═════ The data ═════
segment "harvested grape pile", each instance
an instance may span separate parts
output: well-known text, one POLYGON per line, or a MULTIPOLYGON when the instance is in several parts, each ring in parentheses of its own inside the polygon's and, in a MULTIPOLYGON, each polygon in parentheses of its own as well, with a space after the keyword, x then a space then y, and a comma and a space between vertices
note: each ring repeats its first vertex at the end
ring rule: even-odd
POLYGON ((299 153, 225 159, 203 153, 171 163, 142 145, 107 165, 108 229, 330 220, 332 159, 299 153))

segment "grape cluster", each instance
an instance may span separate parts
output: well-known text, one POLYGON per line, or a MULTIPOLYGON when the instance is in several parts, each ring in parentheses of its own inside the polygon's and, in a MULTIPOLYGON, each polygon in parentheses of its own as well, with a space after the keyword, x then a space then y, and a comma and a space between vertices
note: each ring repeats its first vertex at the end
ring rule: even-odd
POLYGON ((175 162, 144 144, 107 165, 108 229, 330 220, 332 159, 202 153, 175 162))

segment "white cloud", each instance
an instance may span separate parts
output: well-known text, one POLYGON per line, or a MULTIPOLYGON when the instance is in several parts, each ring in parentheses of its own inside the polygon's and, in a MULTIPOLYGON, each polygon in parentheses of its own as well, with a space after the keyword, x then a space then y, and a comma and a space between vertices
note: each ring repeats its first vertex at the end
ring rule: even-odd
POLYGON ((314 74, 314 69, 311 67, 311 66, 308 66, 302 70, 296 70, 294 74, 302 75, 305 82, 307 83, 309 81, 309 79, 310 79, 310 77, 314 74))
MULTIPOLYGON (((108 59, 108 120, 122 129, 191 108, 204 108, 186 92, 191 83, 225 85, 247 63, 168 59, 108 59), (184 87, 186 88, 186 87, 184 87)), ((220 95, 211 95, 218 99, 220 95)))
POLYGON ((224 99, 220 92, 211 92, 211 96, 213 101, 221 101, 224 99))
═════
◆ **Problem**: Can you render all of the records above as a JSON list of strings, one string for each line, with the blank lines left out?

◆ **Solution below**:
[
  "segment \"harvested grape pile\", each instance",
  "an instance may span separate parts",
  "output: well-known text, one POLYGON per line, or a MULTIPOLYGON when the instance is in several parts, each ring in parentheses of its own inside the polygon's and, in a MULTIPOLYGON, each polygon in parentheses of its own as well, with a space after the keyword, x then a space then y, and a comma and a space between vertices",
  "note: each ring repeats its first vertex at the end",
  "ring rule: even-odd",
  "POLYGON ((299 153, 225 159, 203 153, 171 163, 142 145, 107 165, 108 229, 330 220, 332 159, 299 153))",
  "segment \"grape cluster\", each instance",
  "an instance may span separate parts",
  "output: well-known text, one POLYGON per line, or a MULTIPOLYGON when the instance is in several parts, each ring in parentheses of its own inside the polygon's and, in a MULTIPOLYGON, each polygon in parentheses of its own as well, with a space after the keyword, x then a space then y, and a comma and a space between vertices",
  "note: each ring repeats its first vertex at the end",
  "ring rule: even-odd",
  "POLYGON ((175 162, 144 144, 107 165, 108 229, 330 220, 332 159, 202 153, 175 162))",
  "segment \"white cloud\", each instance",
  "an instance may span separate parts",
  "output: well-known text, one POLYGON per line, or a MULTIPOLYGON when the instance is in several parts, each ring in parentheses of its own inside the polygon's and, in a MULTIPOLYGON, each polygon in parentheses of its own as well, with a space after the keyword, x then a space then y, and a comma and a space between vertices",
  "note: each ring repeats its first vertex at the end",
  "ring rule: even-odd",
  "POLYGON ((314 74, 314 69, 311 67, 311 66, 308 66, 302 70, 296 70, 294 74, 302 75, 305 82, 307 83, 309 81, 309 79, 310 79, 310 77, 314 74))",
  "MULTIPOLYGON (((108 59, 108 120, 122 129, 191 108, 204 108, 186 92, 191 83, 225 85, 247 63, 168 59, 108 59), (184 87, 186 88, 186 87, 184 87)), ((220 95, 211 95, 218 99, 220 95)))",
  "POLYGON ((224 99, 220 92, 211 92, 211 96, 213 101, 221 101, 224 99))"
]